Type out the material below exactly.

_ _ _

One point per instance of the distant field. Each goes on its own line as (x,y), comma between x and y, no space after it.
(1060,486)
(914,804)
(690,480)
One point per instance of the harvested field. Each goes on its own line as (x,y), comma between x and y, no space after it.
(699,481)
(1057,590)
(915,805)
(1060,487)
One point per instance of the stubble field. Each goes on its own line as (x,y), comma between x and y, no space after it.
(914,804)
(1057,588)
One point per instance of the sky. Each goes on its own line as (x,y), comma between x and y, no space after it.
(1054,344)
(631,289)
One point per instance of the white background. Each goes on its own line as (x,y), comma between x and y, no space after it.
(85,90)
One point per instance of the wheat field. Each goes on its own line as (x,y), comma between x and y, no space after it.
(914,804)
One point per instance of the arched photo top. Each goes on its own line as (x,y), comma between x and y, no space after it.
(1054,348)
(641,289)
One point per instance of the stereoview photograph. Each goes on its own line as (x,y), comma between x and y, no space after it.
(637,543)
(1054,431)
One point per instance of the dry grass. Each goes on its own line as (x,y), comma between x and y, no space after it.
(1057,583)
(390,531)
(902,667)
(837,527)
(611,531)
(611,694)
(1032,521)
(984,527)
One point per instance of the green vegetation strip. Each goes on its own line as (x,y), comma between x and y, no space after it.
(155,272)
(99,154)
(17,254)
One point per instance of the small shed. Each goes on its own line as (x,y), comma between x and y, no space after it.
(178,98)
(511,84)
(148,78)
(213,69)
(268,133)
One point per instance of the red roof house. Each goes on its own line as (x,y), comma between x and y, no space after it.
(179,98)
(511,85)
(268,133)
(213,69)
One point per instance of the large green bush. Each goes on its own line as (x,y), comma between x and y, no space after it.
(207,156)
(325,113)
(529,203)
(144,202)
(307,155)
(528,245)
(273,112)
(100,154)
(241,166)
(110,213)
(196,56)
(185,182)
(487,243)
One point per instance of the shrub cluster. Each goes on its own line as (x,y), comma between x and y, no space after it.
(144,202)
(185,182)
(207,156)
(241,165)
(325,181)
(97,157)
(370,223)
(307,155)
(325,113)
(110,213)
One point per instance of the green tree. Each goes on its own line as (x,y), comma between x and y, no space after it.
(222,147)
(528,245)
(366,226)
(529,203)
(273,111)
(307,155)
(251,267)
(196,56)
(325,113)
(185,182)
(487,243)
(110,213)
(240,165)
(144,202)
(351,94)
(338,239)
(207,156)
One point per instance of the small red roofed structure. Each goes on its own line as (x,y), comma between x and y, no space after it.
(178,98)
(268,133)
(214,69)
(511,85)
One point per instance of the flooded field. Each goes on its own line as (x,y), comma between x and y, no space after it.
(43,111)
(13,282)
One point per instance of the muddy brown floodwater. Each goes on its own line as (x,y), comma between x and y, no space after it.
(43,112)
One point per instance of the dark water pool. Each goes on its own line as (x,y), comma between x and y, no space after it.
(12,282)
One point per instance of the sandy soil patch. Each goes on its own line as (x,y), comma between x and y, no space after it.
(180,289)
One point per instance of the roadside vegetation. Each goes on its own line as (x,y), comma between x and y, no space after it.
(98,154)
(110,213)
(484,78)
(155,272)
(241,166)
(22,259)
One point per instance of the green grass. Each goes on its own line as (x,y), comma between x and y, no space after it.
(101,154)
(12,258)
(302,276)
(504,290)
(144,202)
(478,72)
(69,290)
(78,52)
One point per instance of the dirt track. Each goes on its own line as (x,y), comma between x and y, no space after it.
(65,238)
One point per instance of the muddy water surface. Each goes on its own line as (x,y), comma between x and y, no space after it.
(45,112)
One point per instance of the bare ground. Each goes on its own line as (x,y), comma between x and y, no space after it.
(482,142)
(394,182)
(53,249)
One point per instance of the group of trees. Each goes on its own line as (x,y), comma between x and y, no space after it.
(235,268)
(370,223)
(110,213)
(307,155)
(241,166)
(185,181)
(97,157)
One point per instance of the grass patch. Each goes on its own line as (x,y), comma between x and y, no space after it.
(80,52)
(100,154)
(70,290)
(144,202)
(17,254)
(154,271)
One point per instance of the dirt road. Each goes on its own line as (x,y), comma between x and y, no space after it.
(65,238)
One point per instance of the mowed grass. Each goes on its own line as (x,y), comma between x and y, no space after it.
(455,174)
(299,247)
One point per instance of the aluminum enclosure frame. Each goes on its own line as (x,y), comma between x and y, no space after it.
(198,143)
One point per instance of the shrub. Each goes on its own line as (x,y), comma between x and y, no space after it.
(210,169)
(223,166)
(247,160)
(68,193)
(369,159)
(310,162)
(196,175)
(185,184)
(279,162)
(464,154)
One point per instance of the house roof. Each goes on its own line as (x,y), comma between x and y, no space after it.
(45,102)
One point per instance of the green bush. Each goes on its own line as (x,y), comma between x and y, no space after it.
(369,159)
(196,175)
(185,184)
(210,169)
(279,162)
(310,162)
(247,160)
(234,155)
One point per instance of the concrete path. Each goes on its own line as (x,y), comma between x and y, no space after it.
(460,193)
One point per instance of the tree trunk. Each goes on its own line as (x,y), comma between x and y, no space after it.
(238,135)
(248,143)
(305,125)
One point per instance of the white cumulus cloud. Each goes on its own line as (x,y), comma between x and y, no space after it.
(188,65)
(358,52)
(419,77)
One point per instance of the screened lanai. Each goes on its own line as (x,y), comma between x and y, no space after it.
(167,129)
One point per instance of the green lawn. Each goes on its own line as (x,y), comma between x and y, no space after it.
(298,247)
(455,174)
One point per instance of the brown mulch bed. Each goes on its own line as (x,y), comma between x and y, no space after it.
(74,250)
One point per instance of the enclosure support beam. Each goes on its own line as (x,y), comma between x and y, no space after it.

_ _ _

[EXERCISE SOLUTION]
One point per instance of the distant field. Each goes on its own line as (x,y), comma between x and y, no space after it.
(1060,486)
(914,804)
(690,480)
One point per instance of the harvested field. Each goes on its own line as (x,y), comma between x and y, no space after it.
(699,481)
(1057,590)
(915,805)
(1060,487)
One point per instance of the stubble field. Each goes on its own line as (x,y), comma between x and y, no space after it.
(914,804)
(1057,588)
One point per instance of the sky. Each goes on its own line as (x,y), comma between x and y, no space after it.
(1054,344)
(631,289)
One point per instance of the white background. Each goes on its own line as (x,y), comma between x and y, no space after it.
(85,90)
One point per instance of the wheat field. Each goes on its own line as (x,y), comma between x and y, no space after it.
(914,804)
One point per instance of the arched photo top. Each goes on its own line as (x,y), comma between x and y, no space after it.
(1054,348)
(641,289)
One point per instance of the stereoview photograph. Each goes on its own line as (x,y), comma between x and y, no space after it.
(637,543)
(1054,431)
One point per instance of the dry grass. Each goes on its own line as (x,y), comma between x and y, no space after it.
(1057,583)
(390,531)
(902,667)
(837,527)
(611,531)
(611,694)
(1032,521)
(984,527)
One point per instance of the green vegetation strip. Each goes on its own line as (x,y), comma between x and y, no space after it.
(155,272)
(99,154)
(17,254)
One point per instance of the small shed. Each goes on its own line as (x,y), comma between x and y, no space after it.
(178,98)
(511,84)
(148,78)
(213,69)
(268,133)
One point per instance of the red roof house. Each goes on its own line as (x,y), comma between x and y, no space after it.
(179,98)
(511,85)
(268,133)
(213,69)
One point per instance of the large green bush. Each goes on its own line as (x,y), comma between x and y, no space after it.
(207,156)
(325,113)
(529,203)
(144,202)
(307,155)
(528,245)
(273,112)
(100,154)
(241,166)
(110,213)
(196,56)
(185,182)
(487,243)
One point per instance of the shrub cluster. Each goes on its own line as (x,y), comma between x and y, no space after it.
(144,202)
(185,182)
(207,156)
(241,165)
(325,181)
(97,157)
(370,223)
(307,155)
(325,113)
(110,213)
One point per instance of the green tree. Each goes on its own line as (x,y), comma between x and y, no space after it.
(222,147)
(528,245)
(366,226)
(529,203)
(273,111)
(307,155)
(251,267)
(196,56)
(325,113)
(185,182)
(487,243)
(110,213)
(240,165)
(144,202)
(351,94)
(338,239)
(207,156)
One point per instance of the small red roofed structure. Each goes on its own line as (x,y), comma between x and y, no space after it.
(178,98)
(268,133)
(214,69)
(511,85)
One point per instance of the flooded field. Each goes on its own line as (x,y), comma between x and y, no space after it.
(43,111)
(13,282)
One point per instance of the muddy brown floodwater. Each goes on its own line as (x,y), comma between x and y, no space after it.
(43,112)
One point per instance of the dark water pool. Each goes on its own line as (x,y), comma between x and y, no space after it.
(12,282)
One point per instance of the sandy soil patch. Each goes on its own line as (x,y), comma between x and y, no space after it.
(180,289)
One point per instance of the roadside vegetation. Each goes on its own line as (x,y), comma between x and y, no space after it.
(98,154)
(110,213)
(484,78)
(155,272)
(241,166)
(22,259)
One point per instance of the green grass. Each goes on its own line as (x,y), comma between x and y, no space after it.
(101,154)
(12,258)
(302,276)
(504,290)
(144,202)
(478,72)
(69,290)
(78,52)
One point per instance of the dirt track. Each goes on its own line as (x,y), comma between x and y, no space after it.
(65,238)
One point per instance of the muddy water surface. Each goes on its own line as (x,y), comma between x and y, no space after it.
(45,112)
One point per instance of the bare ground. Each goes on its own line as (x,y), comma between x and y, no space after it.
(482,142)
(394,182)
(53,249)
One point per instance of the group of trees. Each goes on its own line as (x,y), comma between x and y, no space after it.
(235,268)
(370,223)
(110,213)
(307,155)
(241,166)
(185,181)
(97,157)
One point per instance of the grass patch. Each goes on its own line as (x,y), comma between x and y, no space after it.
(80,52)
(100,154)
(70,290)
(144,202)
(17,254)
(154,271)
One point per instance of the dirt road. Each goes on its own line as (x,y), comma between x and y, no space after it.
(65,238)
One point per instance of the mowed grass. Each goes on its own line as (x,y), comma between x and y, no space after it.
(455,174)
(299,247)
One point per instance of the aluminum enclosure frame. Each goes on its own line as (x,y), comma between x and y, no space after it.
(198,143)
One point per instance of the shrub. Each goes on its own line as (x,y), comma between x and y, no space after it.
(210,169)
(223,166)
(247,160)
(68,193)
(369,159)
(310,162)
(196,175)
(185,184)
(279,162)
(464,154)
One point per instance of the house roof. Each goes on its own line as (x,y), comma between x and y, no space after it.
(45,102)
One point per instance of the green bush. Each goes on its own line as (x,y), comma between x and y, no space after it.
(369,159)
(196,175)
(185,184)
(210,169)
(279,162)
(310,162)
(247,160)
(234,155)
One point per instance of the concrete path. Each goes on its own line as (x,y), comma between x and y, no space after it.
(460,193)
One point per instance of the tree trunk. Each goes on its own line as (x,y), comma between x and y, no space after it.
(238,135)
(248,143)
(305,125)
One point per instance of the white cumulus cloud. Each goes on its own line as (x,y), comma between x and y, no space after it.
(188,65)
(358,52)
(419,77)
One point per instance of the screened lanai. Each goes on its own line as (x,y), comma between x and y, no space after it.
(167,129)
One point per instance of the green lawn. Each goes on its own line as (x,y), comma between x and y, no space after it.
(298,247)
(455,174)
One point per instance of the brown mulch bed. Each goes on its own line as (x,y), comma between x and y, no space after it.
(74,250)
One point per instance of the enclosure support beam. Each goes on its own line as (x,y), comma between x and y, no space after it.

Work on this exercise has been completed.